Could you format everything from the line containing "Could you point out the man's ear" down to the end of the records as a numbered list, with blank lines left out?
* * * * * * *
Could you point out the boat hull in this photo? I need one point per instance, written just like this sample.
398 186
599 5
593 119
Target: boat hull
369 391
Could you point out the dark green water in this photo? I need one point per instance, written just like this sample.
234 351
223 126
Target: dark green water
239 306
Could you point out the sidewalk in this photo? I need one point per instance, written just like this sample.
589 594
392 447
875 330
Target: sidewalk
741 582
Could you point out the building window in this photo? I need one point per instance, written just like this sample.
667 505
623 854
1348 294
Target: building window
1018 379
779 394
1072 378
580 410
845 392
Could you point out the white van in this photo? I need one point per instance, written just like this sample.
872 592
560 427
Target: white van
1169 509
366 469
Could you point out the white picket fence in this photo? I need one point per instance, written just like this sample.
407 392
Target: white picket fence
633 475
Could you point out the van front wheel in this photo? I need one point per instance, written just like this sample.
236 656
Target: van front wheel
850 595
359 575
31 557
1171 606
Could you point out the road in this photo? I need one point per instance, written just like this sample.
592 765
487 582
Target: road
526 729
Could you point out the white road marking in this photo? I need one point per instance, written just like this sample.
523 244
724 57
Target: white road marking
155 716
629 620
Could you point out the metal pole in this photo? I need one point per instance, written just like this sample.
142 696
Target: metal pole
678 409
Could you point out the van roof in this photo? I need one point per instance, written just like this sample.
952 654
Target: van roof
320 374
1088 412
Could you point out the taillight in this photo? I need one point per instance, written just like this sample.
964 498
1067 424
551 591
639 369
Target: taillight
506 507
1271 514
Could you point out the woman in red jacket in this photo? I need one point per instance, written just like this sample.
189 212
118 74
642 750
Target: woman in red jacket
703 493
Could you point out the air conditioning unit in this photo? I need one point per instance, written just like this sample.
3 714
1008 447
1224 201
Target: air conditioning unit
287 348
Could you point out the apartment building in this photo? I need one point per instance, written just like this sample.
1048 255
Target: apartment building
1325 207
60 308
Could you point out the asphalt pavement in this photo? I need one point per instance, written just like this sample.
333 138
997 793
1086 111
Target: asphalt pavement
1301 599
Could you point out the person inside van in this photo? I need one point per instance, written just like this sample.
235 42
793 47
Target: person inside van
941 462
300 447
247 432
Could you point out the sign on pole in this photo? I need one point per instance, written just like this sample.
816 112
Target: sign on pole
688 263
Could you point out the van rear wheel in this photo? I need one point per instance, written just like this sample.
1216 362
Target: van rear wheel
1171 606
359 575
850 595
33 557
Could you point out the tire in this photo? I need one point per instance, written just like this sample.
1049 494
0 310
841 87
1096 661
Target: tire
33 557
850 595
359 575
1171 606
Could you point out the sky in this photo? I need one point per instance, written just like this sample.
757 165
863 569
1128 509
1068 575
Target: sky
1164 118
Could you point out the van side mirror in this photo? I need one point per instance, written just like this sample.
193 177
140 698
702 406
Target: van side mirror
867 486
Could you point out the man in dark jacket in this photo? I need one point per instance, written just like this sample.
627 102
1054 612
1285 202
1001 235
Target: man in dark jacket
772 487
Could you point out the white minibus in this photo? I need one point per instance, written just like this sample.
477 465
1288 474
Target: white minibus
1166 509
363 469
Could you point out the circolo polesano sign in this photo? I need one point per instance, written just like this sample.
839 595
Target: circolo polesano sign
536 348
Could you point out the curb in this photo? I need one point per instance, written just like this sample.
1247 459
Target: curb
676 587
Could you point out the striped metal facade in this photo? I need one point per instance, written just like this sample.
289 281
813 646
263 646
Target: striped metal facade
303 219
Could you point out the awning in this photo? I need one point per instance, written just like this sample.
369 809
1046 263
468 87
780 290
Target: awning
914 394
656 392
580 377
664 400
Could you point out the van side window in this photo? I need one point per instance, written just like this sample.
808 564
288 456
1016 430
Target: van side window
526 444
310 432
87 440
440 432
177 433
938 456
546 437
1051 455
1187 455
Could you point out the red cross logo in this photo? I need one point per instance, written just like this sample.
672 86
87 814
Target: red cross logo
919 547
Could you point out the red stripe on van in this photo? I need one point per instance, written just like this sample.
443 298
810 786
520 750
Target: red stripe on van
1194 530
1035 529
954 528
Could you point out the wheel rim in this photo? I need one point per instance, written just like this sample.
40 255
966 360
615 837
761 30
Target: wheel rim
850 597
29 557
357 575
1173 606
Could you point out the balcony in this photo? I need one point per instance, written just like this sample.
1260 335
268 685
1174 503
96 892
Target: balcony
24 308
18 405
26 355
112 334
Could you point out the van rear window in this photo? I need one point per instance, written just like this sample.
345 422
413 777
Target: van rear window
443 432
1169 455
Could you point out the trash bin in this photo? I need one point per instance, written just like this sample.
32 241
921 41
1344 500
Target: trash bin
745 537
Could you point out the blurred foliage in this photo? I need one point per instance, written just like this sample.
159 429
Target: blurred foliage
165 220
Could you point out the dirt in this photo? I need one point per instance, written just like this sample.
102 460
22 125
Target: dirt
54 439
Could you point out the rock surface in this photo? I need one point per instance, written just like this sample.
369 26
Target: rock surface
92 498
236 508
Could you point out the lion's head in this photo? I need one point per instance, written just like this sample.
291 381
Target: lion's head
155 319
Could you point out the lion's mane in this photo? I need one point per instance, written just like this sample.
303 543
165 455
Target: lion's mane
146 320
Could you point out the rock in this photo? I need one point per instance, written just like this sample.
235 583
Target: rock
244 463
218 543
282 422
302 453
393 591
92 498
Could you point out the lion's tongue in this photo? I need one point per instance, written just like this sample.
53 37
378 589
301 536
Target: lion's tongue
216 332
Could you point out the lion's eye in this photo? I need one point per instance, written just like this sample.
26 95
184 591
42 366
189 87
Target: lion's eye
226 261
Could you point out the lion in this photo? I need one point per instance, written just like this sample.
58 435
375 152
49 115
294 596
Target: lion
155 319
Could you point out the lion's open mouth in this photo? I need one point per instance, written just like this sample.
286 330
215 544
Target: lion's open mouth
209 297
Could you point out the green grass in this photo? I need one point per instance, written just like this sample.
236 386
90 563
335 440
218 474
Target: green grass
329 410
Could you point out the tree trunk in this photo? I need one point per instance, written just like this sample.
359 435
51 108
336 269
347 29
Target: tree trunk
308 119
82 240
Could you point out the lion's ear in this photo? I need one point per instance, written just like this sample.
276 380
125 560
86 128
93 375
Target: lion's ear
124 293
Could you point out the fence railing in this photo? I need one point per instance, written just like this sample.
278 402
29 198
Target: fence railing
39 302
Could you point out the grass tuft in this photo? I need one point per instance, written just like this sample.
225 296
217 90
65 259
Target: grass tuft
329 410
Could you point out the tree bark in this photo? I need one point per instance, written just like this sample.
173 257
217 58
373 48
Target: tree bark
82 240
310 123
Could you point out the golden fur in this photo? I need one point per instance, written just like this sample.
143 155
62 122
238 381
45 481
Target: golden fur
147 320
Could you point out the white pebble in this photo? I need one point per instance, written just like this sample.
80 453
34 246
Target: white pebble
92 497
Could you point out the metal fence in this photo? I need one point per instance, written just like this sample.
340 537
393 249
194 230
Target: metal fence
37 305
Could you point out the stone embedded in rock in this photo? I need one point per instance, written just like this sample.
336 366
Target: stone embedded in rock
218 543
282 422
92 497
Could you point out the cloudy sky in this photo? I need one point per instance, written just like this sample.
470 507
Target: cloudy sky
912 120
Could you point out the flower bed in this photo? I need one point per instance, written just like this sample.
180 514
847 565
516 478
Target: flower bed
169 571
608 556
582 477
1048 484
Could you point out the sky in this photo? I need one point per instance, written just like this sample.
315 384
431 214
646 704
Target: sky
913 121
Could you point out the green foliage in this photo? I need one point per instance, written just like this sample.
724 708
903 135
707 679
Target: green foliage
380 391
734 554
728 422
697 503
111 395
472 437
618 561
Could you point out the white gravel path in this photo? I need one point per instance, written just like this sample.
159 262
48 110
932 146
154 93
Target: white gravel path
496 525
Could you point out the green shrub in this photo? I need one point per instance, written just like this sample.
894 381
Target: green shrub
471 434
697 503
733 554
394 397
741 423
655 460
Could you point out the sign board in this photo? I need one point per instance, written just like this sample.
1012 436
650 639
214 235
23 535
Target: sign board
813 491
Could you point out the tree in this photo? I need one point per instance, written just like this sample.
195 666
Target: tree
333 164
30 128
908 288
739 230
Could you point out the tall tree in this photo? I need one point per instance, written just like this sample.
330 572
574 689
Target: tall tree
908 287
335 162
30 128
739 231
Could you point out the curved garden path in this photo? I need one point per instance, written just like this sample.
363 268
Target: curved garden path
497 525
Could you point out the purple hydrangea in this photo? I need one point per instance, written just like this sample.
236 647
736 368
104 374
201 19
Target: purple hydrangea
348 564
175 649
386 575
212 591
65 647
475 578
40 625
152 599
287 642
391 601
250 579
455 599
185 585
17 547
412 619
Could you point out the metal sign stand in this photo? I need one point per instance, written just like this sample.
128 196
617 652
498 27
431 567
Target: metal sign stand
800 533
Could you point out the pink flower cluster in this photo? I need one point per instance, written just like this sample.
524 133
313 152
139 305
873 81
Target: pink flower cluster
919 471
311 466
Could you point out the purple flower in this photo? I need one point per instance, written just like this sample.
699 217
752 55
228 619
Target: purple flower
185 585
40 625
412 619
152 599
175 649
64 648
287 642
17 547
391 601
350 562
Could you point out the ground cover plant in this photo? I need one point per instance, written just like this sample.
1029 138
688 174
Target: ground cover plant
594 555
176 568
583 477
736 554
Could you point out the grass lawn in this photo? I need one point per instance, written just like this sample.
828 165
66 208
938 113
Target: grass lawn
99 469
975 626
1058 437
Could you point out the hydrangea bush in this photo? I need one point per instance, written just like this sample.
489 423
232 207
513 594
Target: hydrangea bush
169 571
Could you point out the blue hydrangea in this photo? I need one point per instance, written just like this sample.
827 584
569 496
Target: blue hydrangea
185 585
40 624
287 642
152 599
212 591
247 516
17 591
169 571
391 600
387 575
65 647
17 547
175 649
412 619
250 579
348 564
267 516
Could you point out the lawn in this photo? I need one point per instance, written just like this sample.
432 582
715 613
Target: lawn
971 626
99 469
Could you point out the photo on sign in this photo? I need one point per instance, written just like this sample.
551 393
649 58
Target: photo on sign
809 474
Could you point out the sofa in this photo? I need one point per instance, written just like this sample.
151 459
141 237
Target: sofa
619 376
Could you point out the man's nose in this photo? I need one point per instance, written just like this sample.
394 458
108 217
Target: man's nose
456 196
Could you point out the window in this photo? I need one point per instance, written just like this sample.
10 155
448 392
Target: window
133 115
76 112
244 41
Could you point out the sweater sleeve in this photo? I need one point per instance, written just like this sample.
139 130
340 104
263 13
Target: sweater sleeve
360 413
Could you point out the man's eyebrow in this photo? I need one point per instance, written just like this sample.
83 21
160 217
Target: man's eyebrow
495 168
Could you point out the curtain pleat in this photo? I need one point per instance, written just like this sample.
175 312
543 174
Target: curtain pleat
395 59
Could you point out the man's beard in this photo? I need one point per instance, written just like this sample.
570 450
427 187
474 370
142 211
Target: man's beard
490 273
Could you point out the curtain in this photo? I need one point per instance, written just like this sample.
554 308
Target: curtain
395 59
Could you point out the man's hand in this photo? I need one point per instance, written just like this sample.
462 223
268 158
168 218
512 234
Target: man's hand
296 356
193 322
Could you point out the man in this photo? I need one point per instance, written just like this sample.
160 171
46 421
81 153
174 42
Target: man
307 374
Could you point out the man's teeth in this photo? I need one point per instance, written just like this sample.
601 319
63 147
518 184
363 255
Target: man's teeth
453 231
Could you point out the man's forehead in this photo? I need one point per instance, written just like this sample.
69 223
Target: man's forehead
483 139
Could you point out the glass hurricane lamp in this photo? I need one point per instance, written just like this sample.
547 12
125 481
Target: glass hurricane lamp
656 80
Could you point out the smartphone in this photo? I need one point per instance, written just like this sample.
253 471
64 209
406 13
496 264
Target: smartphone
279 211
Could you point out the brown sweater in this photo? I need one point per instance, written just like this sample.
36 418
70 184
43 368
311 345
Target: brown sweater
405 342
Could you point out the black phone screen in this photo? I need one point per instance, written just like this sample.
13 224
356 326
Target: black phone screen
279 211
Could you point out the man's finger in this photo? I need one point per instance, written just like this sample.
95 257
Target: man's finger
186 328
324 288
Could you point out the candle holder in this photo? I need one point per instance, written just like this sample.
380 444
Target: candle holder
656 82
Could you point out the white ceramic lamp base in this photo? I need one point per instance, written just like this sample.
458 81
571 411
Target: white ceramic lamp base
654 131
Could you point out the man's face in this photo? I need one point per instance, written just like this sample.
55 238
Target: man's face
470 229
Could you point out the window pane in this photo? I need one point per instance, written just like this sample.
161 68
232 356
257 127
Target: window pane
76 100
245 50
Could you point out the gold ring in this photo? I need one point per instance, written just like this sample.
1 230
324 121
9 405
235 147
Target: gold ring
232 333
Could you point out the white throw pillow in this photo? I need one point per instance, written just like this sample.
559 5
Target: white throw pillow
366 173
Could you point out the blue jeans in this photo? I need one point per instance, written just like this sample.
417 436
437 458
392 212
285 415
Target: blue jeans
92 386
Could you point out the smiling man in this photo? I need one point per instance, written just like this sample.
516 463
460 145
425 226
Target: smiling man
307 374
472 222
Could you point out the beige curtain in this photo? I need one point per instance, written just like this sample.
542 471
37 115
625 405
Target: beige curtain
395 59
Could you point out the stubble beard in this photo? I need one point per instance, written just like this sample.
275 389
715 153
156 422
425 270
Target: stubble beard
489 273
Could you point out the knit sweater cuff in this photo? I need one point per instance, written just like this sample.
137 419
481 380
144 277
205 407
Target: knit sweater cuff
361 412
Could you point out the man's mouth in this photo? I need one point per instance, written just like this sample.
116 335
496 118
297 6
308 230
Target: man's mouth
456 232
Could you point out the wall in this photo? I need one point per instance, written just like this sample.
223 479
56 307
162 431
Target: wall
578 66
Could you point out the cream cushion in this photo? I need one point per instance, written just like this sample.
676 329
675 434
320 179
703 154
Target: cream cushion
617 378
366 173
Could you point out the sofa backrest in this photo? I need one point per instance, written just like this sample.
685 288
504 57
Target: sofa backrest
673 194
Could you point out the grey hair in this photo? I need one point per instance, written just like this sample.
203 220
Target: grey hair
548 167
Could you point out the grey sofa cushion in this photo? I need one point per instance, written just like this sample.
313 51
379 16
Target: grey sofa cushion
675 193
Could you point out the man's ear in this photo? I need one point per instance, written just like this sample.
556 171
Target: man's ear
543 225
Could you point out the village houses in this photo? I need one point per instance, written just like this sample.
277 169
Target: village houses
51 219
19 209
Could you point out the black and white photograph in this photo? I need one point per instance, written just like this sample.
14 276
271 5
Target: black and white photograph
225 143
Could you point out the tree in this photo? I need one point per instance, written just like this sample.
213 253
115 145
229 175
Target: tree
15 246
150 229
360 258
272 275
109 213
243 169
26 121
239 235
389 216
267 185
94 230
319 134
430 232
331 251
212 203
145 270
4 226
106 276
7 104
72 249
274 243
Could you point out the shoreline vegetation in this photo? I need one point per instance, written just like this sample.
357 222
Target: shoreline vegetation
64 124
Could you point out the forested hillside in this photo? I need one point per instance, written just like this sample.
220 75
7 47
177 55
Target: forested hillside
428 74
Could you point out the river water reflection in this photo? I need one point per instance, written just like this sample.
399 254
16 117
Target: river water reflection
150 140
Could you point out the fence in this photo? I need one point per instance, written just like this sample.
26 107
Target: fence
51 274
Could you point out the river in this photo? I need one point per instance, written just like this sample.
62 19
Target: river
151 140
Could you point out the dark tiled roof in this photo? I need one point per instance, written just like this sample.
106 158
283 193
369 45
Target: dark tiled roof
* * * * * * *
■ Complete output:
1. Could you point out the man's ear in this photo? I need one point per instance, written just like this sample.
2. 556 171
3. Target: man's ear
4. 543 225
5. Could you point out the village houses in this photo? I need one point per instance, written just like this sample.
6. 277 169
7. Target: village houses
8. 51 219
9. 19 209
10. Could you point out the black and white photograph in this photo? I need one point per instance, written just like this sample.
11. 14 276
12. 271 5
13. Target: black and white photograph
14. 225 143
15. Could you point out the tree in this photo? I need one point per instance, written just like this sample.
16. 213 253
17. 115 145
18. 229 175
19. Target: tree
20. 15 246
21. 150 229
22. 360 258
23. 272 275
24. 109 213
25. 243 169
26. 26 121
27. 239 235
28. 389 216
29. 267 185
30. 94 230
31. 319 134
32. 430 232
33. 331 251
34. 212 203
35. 145 270
36. 4 226
37. 106 276
38. 7 104
39. 72 249
40. 274 243
41. Could you point out the shoreline vegetation in this photo? I need one point per instance, written just like this sample.
42. 357 222
43. Target: shoreline vegetation
44. 64 124
45. Could you point out the forested hillside in this photo? I need one point per instance, written just like this sample.
46. 220 75
47. 7 47
48. 177 55
49. Target: forested hillside
50. 428 74
51. Could you point out the river water reflection in this photo? I need one point per instance, written just like this sample.
52. 399 254
53. 16 117
54. Target: river water reflection
55. 150 140
56. Could you point out the fence in this photo? I need one point per instance, written just like this sample.
57. 26 107
58. Target: fence
59. 51 274
60. Could you point out the river in this photo? I need one point per instance, written just like this sample.
61. 62 19
62. Target: river
63. 151 140
64. Could you point out the dark tiled roof in this photo? I need one point per instance, written just like this sample.
65. 106 158
66. 283 193
67. 369 45
68. Target: dark tiled roof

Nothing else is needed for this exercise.